▸ **SEITENAUSZUG**:
Artikel drucken Blick auf die oft übersehene Erneuerung (Von Christof Gaspari)

Offengesagt, es hat mich schon lange nichts so betroffen gemacht wie der Sturm, der in und rund um die Kirche in den letzten Wochen losgebrochen ist. Mit etwas zeitlichem Abstand möchte ich versuchen, mit Ihnen, liebe Leser, über die Konsequenzen aus den Ereignissen nachzudenken.

Nach dem Medienrummel, der Erklärung der oberösterreichischen Dechanten, der Resignation des designierten Weihbischofs, dem Brief der österreichischen Bischöfe, den Kritiken führender Politiker am Papst war da zunächst eine große Enttäuschung. Dann das Bedürfnis, mit Gleichgesinnten zu klagen - und die wiederkehrende Versuchung, jene, die meinen Erwartungen nicht entsprochen hatten, innerlich zu verurteilen. Immer wieder die Gedanken: Jetzt reicht's! Auch wir werden uns zu Wort melden, das lassen wir uns nicht gefallen! Im Geiste formulierte ich polemische Bonmots und griffige Pointen.

▸ **AUFLISTUNG**:
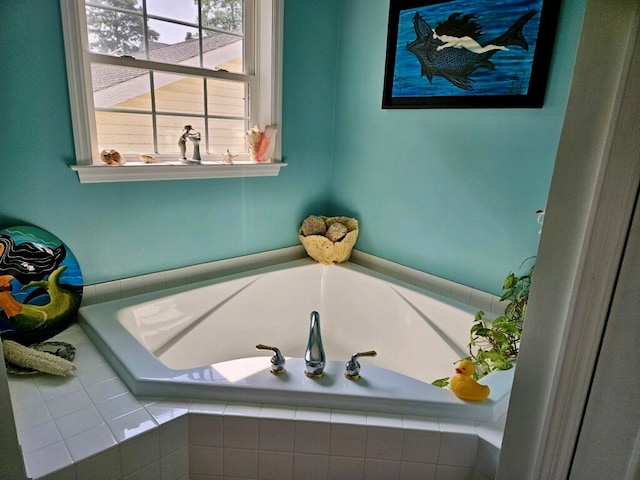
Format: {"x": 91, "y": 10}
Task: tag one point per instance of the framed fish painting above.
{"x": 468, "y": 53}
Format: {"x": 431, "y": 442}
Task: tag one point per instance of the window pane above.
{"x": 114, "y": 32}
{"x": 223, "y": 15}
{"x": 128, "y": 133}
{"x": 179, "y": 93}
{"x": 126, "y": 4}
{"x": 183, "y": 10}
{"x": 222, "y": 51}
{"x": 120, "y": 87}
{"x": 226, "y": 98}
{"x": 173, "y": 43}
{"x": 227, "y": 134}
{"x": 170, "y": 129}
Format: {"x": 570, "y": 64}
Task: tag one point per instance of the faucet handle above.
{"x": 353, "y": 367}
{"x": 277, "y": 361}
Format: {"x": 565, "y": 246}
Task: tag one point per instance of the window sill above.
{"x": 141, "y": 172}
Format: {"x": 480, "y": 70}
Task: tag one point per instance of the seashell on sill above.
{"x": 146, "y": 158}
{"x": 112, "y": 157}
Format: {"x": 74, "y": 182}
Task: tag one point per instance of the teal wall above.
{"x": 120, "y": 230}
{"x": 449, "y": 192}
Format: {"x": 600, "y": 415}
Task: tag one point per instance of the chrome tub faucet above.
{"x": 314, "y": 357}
* * *
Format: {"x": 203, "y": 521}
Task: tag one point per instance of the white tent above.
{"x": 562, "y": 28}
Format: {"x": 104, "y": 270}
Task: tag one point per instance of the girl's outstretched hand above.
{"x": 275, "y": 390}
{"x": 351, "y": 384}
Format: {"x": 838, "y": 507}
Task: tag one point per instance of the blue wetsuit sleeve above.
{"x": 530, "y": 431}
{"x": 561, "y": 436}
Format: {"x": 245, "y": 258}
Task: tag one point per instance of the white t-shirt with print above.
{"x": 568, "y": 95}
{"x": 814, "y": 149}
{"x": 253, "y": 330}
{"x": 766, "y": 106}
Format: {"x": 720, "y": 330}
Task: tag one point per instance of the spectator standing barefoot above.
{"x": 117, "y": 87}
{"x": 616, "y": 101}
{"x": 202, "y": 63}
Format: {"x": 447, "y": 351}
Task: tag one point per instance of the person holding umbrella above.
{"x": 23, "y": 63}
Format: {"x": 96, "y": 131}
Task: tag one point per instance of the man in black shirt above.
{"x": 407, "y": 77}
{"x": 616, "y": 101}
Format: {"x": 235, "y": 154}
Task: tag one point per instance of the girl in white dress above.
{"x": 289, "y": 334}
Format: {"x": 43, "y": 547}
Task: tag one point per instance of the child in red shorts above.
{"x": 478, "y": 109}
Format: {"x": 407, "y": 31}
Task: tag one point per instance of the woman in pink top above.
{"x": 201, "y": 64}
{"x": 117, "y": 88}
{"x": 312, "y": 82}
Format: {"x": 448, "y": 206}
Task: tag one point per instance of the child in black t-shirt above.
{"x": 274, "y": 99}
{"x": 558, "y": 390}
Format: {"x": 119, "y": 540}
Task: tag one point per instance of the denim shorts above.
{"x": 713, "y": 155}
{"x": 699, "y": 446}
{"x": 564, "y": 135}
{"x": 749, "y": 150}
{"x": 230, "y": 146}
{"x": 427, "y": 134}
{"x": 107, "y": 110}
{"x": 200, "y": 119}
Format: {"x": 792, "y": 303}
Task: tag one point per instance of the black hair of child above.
--
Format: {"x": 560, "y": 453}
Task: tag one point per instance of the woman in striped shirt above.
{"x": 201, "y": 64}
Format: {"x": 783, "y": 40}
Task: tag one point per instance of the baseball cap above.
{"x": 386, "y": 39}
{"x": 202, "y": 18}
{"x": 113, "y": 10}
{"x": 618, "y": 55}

▸ **AUFGABEN**:
• a. Wessen Rücktritt wird im Seitenauszug genannt?
• b. Fassen Sie den Seitenauszug in zwei Sätzen zusammen.
• c. Geben Sie den Abschnitt des Seitenauszugs wieder, der mit „Offengesagt, es hat“ beginnt und nach „und griffige Pointen.“ endet, und ändern Sie darin „Enttäuschung“ zu „Ernüchterung“.
Die Auflistung spielt hierbei keine Rolle.

▸ **VOLLSTÄNDIGE LÖSUNGEN**:
• a. Der Rücktritt des designierten Weihbischofs.

• b. Der Verfasser ist tief betroffen von dem Sturm, der in den letzten Wochen in und rund um die Kirche losgebrochen ist, und möchte mit etwas zeitlichem Abstand mit den Lesern über die Konsequenzen nachdenken. Nach Medienrummel, der Resignation des designierten Weihbischofs und der Kritik führender Politiker am Papst empfand er zunächst große Enttäuschung, dann das Bedürfnis zu klagen und die Versuchung, andere innerlich zu verurteilen.

• c.
Offengesagt, es hat mich schon lange nichts so betroffen gemacht wie der Sturm, der in und rund um die Kirche in den letzten Wochen losgebrochen ist. Mit etwas zeitlichem Abstand möchte ich versuchen, mit Ihnen, liebe Leser, über die Konsequenzen aus den Ereignissen nachzudenken.

Nach dem Medienrummel, der Erklärung der oberösterreichischen Dechanten, der Resignation des designierten Weihbischofs, dem Brief der österreichischen Bischöfe, den Kritiken führender Politiker am Papst war da zunächst eine große Ernüchterung. Dann das Bedürfnis, mit Gleichgesinnten zu klagen - und die wiederkehrende Versuchung, jene, die meinen Erwartungen nicht entsprochen hatten, innerlich zu verurteilen. Immer wieder die Gedanken: Jetzt reicht's! Auch wir werden uns zu Wort melden, das lassen wir uns nicht gefallen! Im Geiste formulierte ich polemische Bonmots und griffige Pointen.